_REQUIRED WORK_
Please reproduce the final stretch of the listing below: the line that contains "Please point out the open" and all lines after it, verbatim, with nothing else.

_EXERCISE MATERIALS_
Start of Block

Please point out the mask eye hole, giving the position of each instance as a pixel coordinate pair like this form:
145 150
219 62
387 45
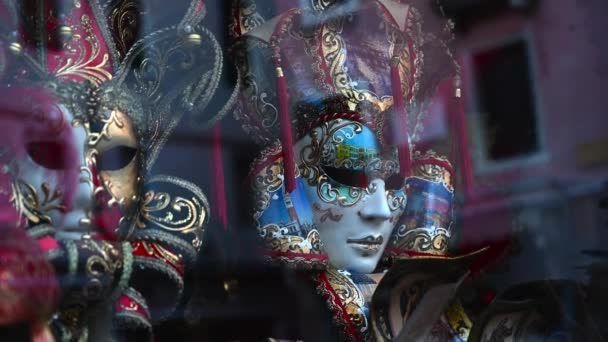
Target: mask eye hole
115 158
354 178
394 182
48 154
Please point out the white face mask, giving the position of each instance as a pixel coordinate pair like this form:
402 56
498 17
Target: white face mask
355 192
96 161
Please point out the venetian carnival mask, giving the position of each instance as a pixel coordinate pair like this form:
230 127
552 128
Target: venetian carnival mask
349 87
355 190
104 149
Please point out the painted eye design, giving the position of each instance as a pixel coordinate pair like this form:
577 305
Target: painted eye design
115 158
354 178
48 154
394 182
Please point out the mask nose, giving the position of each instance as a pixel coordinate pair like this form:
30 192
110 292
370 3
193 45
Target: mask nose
376 209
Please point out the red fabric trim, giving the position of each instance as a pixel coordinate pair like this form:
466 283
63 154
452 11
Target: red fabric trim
126 303
154 253
335 300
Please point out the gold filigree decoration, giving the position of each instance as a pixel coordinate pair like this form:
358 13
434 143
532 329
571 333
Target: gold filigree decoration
26 200
352 299
173 213
422 240
327 213
176 206
249 18
459 320
84 56
276 239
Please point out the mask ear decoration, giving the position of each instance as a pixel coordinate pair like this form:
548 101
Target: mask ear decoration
402 139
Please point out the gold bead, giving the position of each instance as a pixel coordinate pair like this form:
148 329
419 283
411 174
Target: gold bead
458 93
15 48
194 39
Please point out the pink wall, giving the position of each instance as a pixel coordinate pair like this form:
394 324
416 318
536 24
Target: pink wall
569 68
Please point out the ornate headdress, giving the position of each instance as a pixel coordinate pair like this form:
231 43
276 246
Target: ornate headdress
378 64
101 74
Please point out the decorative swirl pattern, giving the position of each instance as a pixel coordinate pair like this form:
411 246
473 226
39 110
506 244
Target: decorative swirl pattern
352 300
276 239
84 57
182 209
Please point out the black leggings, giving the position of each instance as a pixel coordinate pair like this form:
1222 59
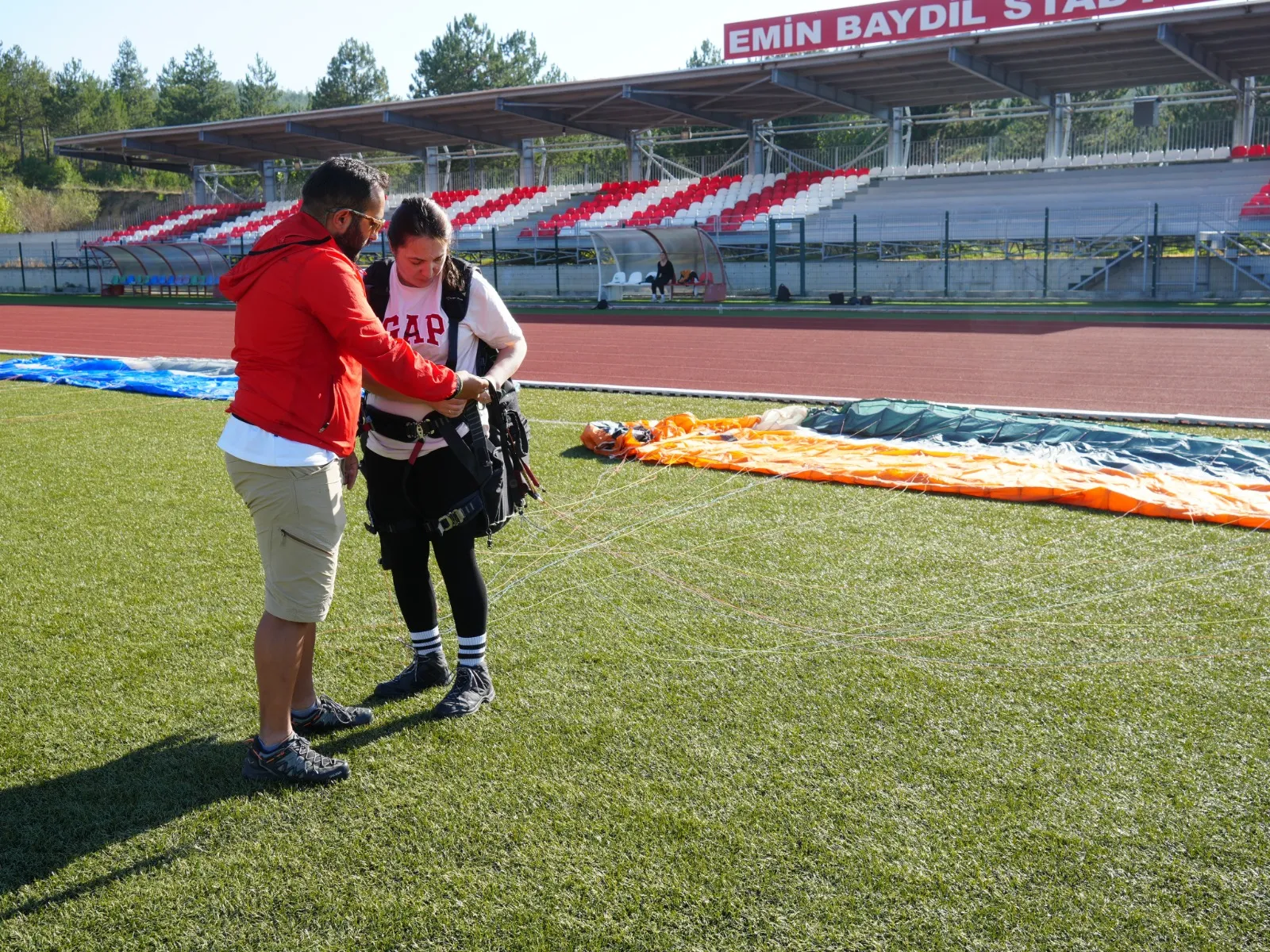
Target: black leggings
433 484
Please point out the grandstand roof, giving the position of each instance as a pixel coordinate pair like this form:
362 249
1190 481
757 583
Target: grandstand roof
1214 41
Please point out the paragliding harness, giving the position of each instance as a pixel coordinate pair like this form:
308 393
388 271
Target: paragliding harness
499 465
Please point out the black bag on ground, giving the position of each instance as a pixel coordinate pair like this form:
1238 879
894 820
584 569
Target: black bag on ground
498 465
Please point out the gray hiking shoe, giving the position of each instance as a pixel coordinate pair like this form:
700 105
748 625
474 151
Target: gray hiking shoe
330 716
473 687
294 762
421 674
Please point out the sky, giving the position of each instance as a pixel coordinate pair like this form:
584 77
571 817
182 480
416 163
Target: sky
587 41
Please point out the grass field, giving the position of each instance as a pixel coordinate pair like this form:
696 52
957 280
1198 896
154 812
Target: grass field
733 712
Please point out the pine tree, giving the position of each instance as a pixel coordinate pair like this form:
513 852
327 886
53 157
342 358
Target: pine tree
258 93
192 92
133 90
468 57
706 55
352 78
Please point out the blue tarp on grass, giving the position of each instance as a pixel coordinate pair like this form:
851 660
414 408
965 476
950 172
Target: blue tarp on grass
201 380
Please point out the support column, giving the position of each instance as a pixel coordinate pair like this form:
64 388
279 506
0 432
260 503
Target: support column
895 156
270 179
637 167
1245 111
755 160
431 175
1058 126
526 162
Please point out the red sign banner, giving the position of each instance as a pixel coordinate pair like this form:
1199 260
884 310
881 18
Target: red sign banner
911 19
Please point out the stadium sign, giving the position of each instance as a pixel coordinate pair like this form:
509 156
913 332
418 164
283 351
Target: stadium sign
897 19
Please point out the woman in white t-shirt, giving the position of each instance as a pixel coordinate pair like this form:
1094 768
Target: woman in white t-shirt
412 484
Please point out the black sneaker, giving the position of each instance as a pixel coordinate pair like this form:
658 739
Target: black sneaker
330 716
294 761
473 689
421 674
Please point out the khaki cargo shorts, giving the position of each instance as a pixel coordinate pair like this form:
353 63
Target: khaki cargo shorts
298 514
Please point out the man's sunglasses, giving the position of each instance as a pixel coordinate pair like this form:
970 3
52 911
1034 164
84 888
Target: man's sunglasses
378 222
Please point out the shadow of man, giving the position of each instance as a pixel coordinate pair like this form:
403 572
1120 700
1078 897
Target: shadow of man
48 825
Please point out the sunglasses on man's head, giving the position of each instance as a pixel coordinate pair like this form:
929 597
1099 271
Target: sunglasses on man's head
378 222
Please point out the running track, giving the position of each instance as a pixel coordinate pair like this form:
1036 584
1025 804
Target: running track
1216 370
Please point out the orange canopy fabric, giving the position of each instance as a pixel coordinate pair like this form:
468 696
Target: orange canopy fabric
732 444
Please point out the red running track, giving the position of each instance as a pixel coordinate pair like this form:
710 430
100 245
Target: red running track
1217 370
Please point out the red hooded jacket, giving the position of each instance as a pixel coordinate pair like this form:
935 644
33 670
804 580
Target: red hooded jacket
302 333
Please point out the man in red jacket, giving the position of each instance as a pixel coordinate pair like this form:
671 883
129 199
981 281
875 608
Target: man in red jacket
302 334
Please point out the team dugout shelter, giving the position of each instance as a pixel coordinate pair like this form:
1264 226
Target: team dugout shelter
884 59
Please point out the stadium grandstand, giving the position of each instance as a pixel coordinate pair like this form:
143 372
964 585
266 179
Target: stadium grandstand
1210 188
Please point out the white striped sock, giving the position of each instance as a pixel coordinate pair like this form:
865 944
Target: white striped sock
471 651
425 643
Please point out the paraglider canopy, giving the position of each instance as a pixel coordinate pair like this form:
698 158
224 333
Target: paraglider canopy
626 257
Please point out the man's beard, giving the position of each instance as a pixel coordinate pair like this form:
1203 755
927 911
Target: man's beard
351 241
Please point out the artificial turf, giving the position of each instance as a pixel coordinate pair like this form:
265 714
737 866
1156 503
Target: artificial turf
733 712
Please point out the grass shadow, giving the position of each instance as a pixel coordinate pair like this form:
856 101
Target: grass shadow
48 825
583 454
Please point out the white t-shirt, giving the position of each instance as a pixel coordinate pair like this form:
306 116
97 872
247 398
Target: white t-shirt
414 315
253 444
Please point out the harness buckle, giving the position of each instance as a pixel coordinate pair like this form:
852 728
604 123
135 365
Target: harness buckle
450 520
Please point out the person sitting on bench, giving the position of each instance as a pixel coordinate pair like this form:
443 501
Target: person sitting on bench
664 277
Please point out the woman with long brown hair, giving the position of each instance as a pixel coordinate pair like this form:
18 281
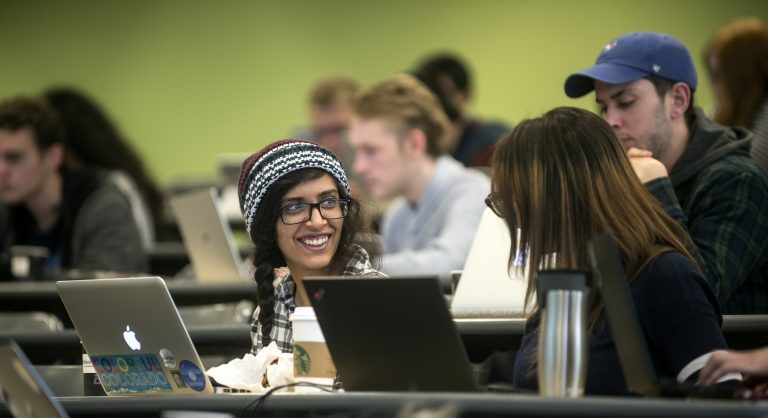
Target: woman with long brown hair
737 61
562 179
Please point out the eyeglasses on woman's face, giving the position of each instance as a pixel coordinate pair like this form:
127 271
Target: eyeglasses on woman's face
329 208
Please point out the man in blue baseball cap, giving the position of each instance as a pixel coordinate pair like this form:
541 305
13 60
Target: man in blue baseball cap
701 172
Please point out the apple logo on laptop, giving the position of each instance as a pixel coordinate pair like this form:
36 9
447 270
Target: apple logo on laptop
130 338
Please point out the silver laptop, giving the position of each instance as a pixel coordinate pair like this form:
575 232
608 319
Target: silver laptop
207 236
24 391
487 288
134 336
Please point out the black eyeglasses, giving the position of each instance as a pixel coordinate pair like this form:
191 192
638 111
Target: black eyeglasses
330 208
489 201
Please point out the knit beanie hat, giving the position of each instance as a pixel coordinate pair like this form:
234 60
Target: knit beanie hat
262 169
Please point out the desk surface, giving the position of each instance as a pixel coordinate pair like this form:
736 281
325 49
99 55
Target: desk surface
387 404
64 346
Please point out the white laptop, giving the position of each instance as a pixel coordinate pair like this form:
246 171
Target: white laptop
207 237
487 288
23 389
134 336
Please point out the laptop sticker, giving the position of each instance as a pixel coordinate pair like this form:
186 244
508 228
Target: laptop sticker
177 379
169 360
131 373
192 375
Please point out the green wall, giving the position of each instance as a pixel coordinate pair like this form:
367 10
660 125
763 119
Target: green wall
189 79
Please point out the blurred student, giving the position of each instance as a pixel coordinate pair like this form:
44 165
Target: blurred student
298 212
558 178
737 61
77 214
472 140
399 133
330 112
93 140
700 171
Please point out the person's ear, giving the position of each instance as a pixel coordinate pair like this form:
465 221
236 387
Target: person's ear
680 97
415 142
54 155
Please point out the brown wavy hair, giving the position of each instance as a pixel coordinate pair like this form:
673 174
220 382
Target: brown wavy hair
740 49
562 179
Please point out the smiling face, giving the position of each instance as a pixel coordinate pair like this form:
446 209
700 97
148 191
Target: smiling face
637 114
309 247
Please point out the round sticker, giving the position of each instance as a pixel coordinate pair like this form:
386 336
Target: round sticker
169 360
192 375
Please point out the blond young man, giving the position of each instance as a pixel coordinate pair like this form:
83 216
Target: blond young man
398 131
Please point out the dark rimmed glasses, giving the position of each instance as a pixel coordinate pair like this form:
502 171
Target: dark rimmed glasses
489 201
330 208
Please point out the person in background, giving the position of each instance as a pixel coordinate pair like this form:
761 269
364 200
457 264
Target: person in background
737 61
472 141
298 212
330 111
93 140
562 179
398 132
77 214
701 172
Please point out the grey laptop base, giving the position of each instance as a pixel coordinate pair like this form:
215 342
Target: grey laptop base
134 336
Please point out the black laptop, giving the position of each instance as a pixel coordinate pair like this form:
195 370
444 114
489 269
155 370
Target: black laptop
391 334
639 372
25 393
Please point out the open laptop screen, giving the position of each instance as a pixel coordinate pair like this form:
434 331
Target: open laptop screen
390 334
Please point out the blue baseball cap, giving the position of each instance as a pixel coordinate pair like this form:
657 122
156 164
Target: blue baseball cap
633 56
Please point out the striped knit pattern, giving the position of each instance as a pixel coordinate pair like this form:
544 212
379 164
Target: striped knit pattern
262 169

End of Block

_TASK ANSWER_
Please point out the open laptop screen, giving the position of each instance as a pixel coordinate pair like this form:
434 331
Target: open laptop screen
390 334
Please point out the blue baseball cap, giving the position of each instance as a pixel coordinate pair like this form:
657 122
156 164
Target: blue baseball cap
633 56
Please point out the striped knit pattern, giving the position of each instance as a pixel coordinate pair like this form:
544 212
379 164
Target: striped knit pattern
262 169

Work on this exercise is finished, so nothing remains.